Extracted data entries
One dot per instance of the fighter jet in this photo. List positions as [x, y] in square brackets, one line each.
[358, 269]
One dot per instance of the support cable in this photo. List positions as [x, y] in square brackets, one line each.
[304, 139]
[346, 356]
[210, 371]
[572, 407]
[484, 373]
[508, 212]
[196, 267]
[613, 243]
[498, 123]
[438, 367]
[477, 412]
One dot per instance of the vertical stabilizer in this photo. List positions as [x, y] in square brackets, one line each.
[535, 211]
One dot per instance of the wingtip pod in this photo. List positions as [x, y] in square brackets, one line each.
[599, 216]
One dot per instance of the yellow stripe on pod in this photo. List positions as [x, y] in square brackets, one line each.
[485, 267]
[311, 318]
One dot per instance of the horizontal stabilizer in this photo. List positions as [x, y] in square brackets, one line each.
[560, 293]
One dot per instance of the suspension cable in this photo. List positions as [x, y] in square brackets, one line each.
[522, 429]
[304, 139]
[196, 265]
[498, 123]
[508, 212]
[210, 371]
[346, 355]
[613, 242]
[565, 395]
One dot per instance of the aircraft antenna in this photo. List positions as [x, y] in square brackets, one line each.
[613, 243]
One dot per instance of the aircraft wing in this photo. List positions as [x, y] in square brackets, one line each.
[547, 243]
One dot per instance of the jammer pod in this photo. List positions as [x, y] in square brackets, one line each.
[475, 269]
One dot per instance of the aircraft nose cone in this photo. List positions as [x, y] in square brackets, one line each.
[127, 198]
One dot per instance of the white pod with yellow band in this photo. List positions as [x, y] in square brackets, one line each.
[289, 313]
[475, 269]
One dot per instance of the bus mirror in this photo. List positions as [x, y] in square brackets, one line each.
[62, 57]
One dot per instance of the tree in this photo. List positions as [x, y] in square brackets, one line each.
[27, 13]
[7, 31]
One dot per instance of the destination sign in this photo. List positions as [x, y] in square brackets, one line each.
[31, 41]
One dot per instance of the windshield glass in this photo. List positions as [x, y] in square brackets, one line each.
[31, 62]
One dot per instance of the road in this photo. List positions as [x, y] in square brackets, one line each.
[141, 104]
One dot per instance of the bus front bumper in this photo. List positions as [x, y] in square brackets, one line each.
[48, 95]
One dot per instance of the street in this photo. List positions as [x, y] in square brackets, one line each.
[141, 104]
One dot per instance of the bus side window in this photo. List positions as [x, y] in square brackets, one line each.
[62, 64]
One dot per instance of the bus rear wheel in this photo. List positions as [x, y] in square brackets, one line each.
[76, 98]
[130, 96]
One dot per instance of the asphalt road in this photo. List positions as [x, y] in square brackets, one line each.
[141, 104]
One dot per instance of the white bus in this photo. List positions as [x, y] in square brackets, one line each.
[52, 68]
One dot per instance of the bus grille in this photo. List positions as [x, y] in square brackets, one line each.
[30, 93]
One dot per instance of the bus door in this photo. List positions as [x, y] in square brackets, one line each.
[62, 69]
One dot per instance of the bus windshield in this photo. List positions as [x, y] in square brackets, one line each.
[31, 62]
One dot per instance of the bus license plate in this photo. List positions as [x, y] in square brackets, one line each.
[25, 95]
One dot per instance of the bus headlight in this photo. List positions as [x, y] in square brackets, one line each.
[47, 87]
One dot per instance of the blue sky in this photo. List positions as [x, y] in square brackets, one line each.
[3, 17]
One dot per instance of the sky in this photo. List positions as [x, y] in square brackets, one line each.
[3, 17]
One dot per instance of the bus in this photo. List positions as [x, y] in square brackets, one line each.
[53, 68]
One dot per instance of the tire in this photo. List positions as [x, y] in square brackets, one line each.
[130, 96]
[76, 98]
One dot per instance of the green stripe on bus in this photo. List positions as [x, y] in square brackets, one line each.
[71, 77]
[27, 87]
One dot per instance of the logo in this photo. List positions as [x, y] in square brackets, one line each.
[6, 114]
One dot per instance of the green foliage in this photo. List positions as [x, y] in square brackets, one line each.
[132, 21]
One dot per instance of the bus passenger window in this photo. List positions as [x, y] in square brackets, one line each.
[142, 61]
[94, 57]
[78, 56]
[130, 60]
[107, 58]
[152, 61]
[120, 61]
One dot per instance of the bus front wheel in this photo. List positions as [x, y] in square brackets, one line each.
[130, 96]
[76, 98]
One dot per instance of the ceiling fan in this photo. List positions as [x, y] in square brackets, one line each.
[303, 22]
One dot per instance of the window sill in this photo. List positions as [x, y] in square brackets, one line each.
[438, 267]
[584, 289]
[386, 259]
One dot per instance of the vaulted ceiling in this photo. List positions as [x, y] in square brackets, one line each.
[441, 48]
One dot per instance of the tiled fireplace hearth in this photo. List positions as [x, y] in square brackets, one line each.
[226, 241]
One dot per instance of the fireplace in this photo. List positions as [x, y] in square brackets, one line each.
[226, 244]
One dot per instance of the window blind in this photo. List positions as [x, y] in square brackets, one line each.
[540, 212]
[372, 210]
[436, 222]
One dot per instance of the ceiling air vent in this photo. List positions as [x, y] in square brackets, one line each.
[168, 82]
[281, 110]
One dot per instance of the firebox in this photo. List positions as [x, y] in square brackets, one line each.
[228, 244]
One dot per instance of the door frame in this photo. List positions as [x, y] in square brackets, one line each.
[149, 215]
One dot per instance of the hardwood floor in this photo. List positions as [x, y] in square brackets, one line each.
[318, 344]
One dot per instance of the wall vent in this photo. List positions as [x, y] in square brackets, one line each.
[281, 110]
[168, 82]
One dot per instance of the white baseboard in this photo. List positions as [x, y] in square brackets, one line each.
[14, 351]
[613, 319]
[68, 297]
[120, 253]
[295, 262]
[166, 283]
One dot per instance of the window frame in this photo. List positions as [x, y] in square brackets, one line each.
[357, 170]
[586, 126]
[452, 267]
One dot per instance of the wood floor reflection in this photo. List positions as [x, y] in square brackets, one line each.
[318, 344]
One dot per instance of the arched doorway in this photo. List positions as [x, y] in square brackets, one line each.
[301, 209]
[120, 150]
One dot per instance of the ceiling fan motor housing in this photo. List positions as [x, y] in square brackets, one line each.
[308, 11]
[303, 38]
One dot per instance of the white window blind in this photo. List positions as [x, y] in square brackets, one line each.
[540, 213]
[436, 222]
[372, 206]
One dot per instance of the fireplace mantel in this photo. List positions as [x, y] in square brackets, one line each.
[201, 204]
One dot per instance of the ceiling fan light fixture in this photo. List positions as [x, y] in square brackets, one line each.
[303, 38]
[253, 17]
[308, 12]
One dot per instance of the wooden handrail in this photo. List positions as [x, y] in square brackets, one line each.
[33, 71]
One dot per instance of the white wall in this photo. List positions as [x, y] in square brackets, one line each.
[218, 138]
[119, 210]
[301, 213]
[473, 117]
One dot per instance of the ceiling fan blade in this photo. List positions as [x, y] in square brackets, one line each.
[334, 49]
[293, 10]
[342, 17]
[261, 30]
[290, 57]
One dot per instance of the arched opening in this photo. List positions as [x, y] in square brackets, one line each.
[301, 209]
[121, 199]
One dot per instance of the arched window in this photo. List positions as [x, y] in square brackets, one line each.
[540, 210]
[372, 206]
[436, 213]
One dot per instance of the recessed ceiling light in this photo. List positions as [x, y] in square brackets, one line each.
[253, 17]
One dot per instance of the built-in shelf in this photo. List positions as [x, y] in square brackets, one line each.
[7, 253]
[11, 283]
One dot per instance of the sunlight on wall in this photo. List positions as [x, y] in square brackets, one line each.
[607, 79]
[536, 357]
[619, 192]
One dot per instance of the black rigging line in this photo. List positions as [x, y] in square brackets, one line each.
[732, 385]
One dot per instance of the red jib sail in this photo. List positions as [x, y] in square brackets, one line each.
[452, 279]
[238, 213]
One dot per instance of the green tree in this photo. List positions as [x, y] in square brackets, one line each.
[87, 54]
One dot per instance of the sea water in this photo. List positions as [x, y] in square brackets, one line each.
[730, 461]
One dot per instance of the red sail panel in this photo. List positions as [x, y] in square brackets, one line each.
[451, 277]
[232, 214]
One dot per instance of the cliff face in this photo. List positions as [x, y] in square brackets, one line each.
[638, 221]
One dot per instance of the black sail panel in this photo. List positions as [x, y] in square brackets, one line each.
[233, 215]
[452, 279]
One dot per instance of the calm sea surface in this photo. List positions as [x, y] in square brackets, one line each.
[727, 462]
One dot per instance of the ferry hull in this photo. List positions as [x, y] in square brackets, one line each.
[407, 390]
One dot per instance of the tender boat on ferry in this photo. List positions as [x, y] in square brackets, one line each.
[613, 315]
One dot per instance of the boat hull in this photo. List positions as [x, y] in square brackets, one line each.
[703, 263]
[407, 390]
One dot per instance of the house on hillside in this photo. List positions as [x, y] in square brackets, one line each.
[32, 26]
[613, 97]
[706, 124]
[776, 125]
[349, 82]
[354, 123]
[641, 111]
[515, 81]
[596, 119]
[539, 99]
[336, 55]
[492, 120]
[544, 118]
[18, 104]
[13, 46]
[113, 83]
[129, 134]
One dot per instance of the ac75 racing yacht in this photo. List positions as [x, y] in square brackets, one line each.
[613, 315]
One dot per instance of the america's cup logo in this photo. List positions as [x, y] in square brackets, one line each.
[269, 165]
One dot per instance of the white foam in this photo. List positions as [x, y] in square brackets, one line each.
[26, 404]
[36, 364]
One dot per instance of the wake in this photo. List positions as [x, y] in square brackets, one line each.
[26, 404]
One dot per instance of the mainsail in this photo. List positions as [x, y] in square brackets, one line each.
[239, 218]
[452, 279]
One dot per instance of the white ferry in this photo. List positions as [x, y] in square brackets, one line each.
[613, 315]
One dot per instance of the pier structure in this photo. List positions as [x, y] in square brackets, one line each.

Challenge: Could you quote, exactly as they appear, the line containing "One dot per instance of the cliff" and every line after it to the end of the records above?

Solution to the problem:
One dot per instance of the cliff face in this photo. List positions as [x, y] in square brackets, one line each.
[638, 221]
One dot per instance of the black sail panel in this photo. List positions as [x, y] in square brackets, one line each.
[233, 215]
[452, 279]
One dot per instance of the calm sea surface in this photo. List positions as [x, y] in square brackets, one line each.
[727, 462]
One dot per instance of the ferry hull in this photo. List positions as [x, y] in square brackets, one line each.
[407, 390]
One dot per instance of the tender boat on ferry in this photo. List positions as [x, y] in square brackets, one line each.
[613, 315]
One dot per instance of the boat hull in this photo. List positions as [x, y] in square brackets, one line each.
[703, 263]
[407, 390]
One dot per instance of the house on hillside in this photo. List positions as [x, y] in square brackets, one line each.
[32, 26]
[613, 97]
[706, 124]
[776, 125]
[349, 82]
[354, 123]
[641, 111]
[515, 81]
[596, 119]
[539, 99]
[336, 55]
[492, 120]
[544, 118]
[18, 104]
[13, 46]
[113, 83]
[129, 134]
One dot per instance of the ac75 racing yacht in this photo. List positions as [x, y] in square brackets, one line each.
[613, 315]
One dot per instance of the america's cup logo in this photo. List positions as [x, y] in square brackets, one line each.
[269, 165]
One dot per instance of the white foam in this photo. List positions as [x, y] in square brackets, one line each.
[26, 404]
[36, 364]
One dot per instance of the wake in this photo. List positions as [x, y] in square brackets, one line each.
[26, 404]
One dot per instance of the mainsail in this photo. List positions as [x, y] in square brackets, one line each.
[239, 218]
[452, 279]
One dot per instance of the white ferry in this photo. List positions as [x, y] in square brackets, one line each.
[613, 315]
One dot per instance of the pier structure in this photo. List positions as [x, y] in square brackets, one line each.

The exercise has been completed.